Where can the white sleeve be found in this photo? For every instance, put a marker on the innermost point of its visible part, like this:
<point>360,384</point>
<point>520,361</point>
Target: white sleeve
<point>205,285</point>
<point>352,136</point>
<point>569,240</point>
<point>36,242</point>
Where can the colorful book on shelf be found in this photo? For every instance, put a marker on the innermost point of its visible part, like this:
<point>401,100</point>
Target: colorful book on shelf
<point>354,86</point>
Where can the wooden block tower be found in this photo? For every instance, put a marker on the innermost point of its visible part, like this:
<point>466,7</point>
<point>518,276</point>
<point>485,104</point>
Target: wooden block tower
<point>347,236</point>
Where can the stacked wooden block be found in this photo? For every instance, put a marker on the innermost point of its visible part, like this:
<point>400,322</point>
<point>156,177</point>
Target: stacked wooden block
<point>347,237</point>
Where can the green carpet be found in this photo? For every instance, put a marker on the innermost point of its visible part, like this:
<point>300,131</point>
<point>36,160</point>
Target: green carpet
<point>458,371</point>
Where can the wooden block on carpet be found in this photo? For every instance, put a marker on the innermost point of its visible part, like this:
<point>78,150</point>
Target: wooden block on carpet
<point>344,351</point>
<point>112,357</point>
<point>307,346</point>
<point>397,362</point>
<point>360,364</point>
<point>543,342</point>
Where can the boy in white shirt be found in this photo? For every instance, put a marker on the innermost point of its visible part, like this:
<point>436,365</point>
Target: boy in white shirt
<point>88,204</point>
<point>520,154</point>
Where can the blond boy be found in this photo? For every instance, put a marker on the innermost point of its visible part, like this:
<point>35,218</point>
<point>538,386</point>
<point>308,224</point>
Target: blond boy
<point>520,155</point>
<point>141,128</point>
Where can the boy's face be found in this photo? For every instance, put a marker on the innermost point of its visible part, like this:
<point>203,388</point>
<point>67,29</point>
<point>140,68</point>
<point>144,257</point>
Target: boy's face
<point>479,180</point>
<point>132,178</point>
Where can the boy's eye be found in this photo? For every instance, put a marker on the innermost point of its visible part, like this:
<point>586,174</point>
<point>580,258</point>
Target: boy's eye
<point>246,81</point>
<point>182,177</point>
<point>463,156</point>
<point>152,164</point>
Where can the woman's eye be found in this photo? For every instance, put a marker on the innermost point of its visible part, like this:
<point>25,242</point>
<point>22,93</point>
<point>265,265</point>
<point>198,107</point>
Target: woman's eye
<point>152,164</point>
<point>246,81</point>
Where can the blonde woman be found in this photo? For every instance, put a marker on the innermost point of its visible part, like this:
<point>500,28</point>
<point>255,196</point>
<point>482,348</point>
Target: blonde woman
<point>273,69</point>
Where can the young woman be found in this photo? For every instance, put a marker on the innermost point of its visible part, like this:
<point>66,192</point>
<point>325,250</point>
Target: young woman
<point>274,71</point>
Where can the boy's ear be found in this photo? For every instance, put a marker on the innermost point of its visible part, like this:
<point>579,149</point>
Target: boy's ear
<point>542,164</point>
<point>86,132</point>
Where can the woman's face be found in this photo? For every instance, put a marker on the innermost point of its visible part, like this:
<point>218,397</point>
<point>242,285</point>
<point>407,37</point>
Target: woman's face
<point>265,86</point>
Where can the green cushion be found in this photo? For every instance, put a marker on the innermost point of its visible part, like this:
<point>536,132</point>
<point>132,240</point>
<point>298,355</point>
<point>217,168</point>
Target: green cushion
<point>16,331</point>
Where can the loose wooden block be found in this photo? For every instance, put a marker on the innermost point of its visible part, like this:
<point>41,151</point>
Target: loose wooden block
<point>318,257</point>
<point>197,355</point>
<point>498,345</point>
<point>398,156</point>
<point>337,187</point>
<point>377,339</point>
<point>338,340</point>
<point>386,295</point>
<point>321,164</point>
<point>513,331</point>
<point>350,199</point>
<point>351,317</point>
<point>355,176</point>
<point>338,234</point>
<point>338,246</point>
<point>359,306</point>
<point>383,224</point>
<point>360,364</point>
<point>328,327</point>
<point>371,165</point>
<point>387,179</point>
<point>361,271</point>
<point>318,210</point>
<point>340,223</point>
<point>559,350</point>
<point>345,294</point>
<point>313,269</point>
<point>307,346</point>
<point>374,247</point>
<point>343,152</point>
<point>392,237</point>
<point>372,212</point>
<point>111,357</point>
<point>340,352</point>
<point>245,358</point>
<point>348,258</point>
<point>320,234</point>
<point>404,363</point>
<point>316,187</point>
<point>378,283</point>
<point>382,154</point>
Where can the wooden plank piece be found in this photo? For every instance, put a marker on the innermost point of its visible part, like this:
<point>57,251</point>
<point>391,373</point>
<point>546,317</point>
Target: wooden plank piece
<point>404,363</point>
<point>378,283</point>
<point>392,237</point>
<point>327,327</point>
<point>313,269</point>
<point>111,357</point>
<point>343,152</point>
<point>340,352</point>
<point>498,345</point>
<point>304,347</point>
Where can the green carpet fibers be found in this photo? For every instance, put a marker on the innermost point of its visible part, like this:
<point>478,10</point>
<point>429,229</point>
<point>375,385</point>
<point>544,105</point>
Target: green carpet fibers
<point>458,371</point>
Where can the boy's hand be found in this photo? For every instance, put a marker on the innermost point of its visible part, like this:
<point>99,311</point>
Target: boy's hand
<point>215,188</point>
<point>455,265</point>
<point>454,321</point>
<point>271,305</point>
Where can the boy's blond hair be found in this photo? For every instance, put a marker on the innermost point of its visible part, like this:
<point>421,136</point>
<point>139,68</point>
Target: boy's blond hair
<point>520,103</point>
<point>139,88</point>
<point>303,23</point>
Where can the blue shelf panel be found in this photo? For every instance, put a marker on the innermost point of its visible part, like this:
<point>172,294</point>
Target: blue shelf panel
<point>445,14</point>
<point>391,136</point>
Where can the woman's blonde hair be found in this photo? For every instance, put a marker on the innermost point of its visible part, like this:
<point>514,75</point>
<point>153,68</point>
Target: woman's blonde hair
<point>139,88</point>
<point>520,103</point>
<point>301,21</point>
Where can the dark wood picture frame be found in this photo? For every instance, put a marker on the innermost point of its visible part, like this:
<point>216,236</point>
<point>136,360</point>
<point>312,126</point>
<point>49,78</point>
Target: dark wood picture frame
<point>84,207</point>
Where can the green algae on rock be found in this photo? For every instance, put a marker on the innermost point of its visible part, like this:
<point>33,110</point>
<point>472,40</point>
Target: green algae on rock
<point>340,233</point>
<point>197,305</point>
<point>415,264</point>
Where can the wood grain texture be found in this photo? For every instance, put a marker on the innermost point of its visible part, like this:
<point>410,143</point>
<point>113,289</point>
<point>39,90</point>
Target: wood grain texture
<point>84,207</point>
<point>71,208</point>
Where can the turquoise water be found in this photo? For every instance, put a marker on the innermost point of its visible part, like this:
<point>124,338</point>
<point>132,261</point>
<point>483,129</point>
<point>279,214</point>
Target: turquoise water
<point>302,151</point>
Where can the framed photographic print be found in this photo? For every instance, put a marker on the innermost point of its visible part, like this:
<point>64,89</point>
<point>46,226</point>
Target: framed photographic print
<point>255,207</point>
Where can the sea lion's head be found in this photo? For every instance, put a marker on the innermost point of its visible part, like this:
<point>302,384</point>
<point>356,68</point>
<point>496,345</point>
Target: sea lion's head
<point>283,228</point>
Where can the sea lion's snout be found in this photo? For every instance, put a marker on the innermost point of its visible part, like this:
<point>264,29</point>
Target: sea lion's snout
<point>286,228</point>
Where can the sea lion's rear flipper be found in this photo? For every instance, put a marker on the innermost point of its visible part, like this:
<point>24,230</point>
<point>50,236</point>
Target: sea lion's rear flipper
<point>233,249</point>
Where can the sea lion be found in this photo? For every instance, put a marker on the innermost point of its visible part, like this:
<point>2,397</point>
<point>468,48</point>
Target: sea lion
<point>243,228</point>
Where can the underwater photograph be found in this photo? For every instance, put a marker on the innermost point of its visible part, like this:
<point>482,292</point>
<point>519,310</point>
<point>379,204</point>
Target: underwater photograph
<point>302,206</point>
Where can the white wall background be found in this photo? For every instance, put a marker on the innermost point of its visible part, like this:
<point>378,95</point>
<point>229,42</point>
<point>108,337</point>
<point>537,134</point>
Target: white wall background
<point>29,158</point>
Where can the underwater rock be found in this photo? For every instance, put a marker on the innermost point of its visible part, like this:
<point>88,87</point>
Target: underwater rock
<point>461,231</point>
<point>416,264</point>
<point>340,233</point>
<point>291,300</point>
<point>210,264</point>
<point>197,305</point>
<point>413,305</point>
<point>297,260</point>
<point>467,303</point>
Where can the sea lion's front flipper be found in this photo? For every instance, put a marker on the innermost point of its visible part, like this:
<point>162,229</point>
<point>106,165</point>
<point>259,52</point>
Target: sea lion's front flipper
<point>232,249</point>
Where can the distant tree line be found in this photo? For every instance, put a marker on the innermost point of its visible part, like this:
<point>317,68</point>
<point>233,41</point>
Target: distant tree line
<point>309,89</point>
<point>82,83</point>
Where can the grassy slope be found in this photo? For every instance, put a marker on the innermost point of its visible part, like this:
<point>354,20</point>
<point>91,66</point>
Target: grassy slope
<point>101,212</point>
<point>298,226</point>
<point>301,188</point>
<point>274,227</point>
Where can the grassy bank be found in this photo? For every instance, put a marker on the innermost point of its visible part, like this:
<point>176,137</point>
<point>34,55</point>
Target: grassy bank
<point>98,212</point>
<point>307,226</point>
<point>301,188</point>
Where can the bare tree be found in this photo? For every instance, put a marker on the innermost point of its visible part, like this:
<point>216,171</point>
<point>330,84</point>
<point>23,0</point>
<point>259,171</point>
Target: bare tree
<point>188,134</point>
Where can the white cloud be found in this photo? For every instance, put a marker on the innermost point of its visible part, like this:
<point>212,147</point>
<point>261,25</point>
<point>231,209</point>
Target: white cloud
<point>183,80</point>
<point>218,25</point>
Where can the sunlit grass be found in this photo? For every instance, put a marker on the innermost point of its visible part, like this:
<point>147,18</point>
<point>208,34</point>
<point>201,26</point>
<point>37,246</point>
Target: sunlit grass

════

Please render the lines of the listing starting at the one containing "Where can the sea lion's rear" and ending at the one containing "<point>233,249</point>" as a JSON list of strings, one string per line, leaving out blank lines.

PROBLEM SOLUTION.
[
  "Where can the sea lion's rear flipper be found in this photo? For every instance, put a marker on the innermost point of its visible part, like this:",
  "<point>24,230</point>",
  "<point>50,236</point>",
  "Target: sea lion's rear flipper",
  "<point>233,249</point>"
]